- **Task goal**
Could you render each of the items below as a numbered list, leaving out any blank lines?

+--

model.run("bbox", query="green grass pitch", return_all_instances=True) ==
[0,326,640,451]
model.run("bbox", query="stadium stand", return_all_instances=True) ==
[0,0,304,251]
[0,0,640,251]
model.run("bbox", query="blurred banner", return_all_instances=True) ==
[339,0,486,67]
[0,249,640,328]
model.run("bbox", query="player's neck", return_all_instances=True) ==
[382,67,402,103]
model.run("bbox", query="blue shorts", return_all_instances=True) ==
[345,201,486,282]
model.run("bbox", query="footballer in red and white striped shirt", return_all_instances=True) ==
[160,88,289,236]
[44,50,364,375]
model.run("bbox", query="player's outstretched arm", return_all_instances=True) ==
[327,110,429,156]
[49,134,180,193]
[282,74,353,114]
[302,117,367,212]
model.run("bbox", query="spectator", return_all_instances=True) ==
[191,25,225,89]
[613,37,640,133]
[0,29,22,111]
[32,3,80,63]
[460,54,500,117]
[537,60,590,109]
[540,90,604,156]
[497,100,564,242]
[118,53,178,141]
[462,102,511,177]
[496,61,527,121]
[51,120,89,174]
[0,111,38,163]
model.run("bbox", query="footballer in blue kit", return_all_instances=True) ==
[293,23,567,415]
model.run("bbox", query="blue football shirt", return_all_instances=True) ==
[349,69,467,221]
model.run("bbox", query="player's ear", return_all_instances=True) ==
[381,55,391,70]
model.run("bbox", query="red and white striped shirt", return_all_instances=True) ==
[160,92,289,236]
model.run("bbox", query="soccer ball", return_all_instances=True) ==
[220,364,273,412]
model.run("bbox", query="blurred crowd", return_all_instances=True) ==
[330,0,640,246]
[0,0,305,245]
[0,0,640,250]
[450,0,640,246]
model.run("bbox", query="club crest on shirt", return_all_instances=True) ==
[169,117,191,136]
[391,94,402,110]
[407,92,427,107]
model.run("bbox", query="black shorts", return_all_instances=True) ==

+--

- **Exercise solution**
1. model.run("bbox", query="green grass pitch", return_all_instances=True) ==
2. [0,326,640,451]
3. model.run("bbox", query="stadium stand", return_all_instances=True) ==
4. [0,0,304,251]
5. [0,0,640,251]
6. model.run("bbox", query="blurred banner", return_all_instances=True) ==
7. [339,0,486,67]
8. [0,249,640,328]
9. model.run("bbox", query="player's neck", return_all_instances=True) ==
10. [382,67,402,103]
11. model.run("bbox", query="blue shorts", return_all_instances=True) ==
12. [345,201,486,282]
13. model.run("bbox", query="footballer in red and white striped shirt", return_all_instances=True) ==
14. [160,88,289,236]
15. [44,50,364,375]
16. model.run("bbox", query="player's outstretched arm", return_all_instances=True) ==
17. [327,110,429,156]
18. [49,134,180,193]
19. [282,74,353,114]
20. [302,117,367,212]
21. model.run("bbox", query="spectator", return_all_instances=True) ==
22. [191,25,225,89]
23. [613,37,640,133]
24. [0,29,22,111]
25. [32,3,80,63]
26. [460,54,500,117]
27. [537,60,590,109]
28. [540,90,604,156]
29. [497,100,564,242]
30. [118,53,178,141]
31. [462,102,511,177]
32. [496,61,527,121]
33. [51,120,89,174]
34. [0,111,38,163]
35. model.run("bbox", query="footballer in blue kit", return_all_instances=True) ==
36. [293,23,567,415]
37. model.run("bbox", query="blue football shirt", return_all_instances=True) ==
38. [349,69,467,221]
39. model.run("bbox", query="player's ear", return_all_instances=True) ==
40. [381,55,391,70]
41. model.run("bbox", query="red and white striped shirt", return_all_instances=True) ==
42. [160,92,289,236]
43. model.run("bbox", query="soccer ball", return_all_instances=True) ==
44. [220,364,273,412]
45. model.run("bbox", query="blurred crowd", return_all_instances=True) ==
46. [330,0,640,246]
47. [0,0,305,245]
48. [0,0,640,250]
49. [450,0,640,246]
50. model.run("bbox", query="club crest on shirt", return_all_instances=True) ==
51. [169,117,191,136]
52. [391,94,402,110]
53. [407,92,427,107]
54. model.run("bbox", query="black shorts", return_all_instances=True) ==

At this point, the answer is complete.